Data listing
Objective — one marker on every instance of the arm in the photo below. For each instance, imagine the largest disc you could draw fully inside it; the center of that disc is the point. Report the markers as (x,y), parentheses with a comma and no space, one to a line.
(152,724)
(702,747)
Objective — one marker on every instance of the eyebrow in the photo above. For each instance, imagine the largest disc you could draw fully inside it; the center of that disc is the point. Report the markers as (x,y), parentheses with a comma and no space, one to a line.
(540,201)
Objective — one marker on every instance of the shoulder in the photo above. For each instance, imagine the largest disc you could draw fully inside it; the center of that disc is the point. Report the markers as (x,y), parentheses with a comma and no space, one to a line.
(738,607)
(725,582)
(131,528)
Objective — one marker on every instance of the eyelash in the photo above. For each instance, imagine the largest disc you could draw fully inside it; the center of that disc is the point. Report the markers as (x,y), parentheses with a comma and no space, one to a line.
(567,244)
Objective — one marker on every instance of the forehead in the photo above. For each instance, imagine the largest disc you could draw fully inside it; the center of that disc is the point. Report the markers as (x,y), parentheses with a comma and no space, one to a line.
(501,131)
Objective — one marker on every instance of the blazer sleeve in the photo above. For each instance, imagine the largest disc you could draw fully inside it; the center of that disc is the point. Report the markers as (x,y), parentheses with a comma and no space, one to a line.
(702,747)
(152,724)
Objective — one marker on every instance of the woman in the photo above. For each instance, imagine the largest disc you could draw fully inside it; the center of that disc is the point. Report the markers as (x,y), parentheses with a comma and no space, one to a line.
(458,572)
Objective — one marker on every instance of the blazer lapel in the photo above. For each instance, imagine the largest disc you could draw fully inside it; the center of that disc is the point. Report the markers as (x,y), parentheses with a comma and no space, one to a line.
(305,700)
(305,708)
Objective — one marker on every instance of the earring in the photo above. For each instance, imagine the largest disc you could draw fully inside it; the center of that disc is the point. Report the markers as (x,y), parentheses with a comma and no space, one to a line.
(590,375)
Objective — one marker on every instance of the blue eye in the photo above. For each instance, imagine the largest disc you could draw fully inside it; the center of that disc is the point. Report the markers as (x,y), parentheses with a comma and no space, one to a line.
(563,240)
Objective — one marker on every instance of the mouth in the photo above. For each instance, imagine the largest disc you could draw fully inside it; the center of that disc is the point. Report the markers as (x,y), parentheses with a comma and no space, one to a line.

▸ **What to produce**: Copy every line of the material again, swapping "largest disc" for "biggest circle" wherever it occurs and keeping everything else the same.

▸ **Task response**:
Objective — one marker on every instance of the arm in the photo below. For each instance, imagine the biggest circle you could draw fully inside it; the center of that disc is the point. Report the markers as (x,y), parentheses with a comma and no space, one to a line.
(152,724)
(702,747)
Objective — one marker on every instance of the eyebrow in the photo above. For each instance, imagine the biggest circle you could draw fully inside it; the center of that disc is the point. Report the markers as (x,y), parentheses with a comma and no space, one to a line.
(540,201)
Objective — one marker on every instance of the shoulder in the photo above. For each instance, imagine the biggest circle you could draw fully inside it; the center of that disc is the point. Report the markers as (x,y), parentheses with a comma and no space, one to a line.
(738,607)
(725,582)
(131,528)
Objective — one marker on every instance of the eyelash in the photo above. For each instance, imagine the biggest circle you could draw fully inside it; the center of that disc is the point. Report the markers as (x,y), parentheses with a comma and no space, one to a line.
(567,244)
Objective — one marker on every instance of the forehead in the photo above. For each instance, imagine the biggest circle you could draw fully inside it; the center of that disc is the point. Report the markers as (x,y), parentheses with a comma and no space, one to a line.
(501,131)
Objective — one marker on every instance of the blazer sleeve in the photo above. For each instance, imagine the biggest circle you could draw fully inside it; the center of that disc is the point. Report the markers as (x,y), parentheses with a comma and no space, one to a line.
(702,747)
(152,724)
Objective — one marker on every instance of the woman in the photo above. For each instance, imagine the biggest circle you could draw fully inside it; the center of that disc is the point. Report the markers as (x,y), parentheses with a comma and no space, one to a line.
(458,572)
Objective — one marker on every instance of the blazer lapel in the photo above. For each instance, imagine the biggest circle you could draw fully inside it; the center of that disc is the point. Report the markers as (x,y), parentheses with a comma and no space, one to a line.
(305,700)
(305,708)
Objective — one marker on every instance of the earring in the photo above. For each instance, imagine the biggest circle you could draw fully inside it; the center of that disc is the point. Report the markers as (x,y), parentheses with a comma and no space, one to a line.
(590,375)
Objective — one marker on every instance of the blue eye in the photo above. For each instance, imagine the biggest circle you could draw fully inside it; the center of that disc is the point. Report the markers as (x,y), parentheses with a comma and no space, one to a line.
(563,240)
Objective — one marker on every instance of the mouth in the photo above. For each instance, imagine the biggest circle you could draw fully inside it; the center of that disc is the point. Report the markers as (x,y), parentheses with a comma and no space, one to a line.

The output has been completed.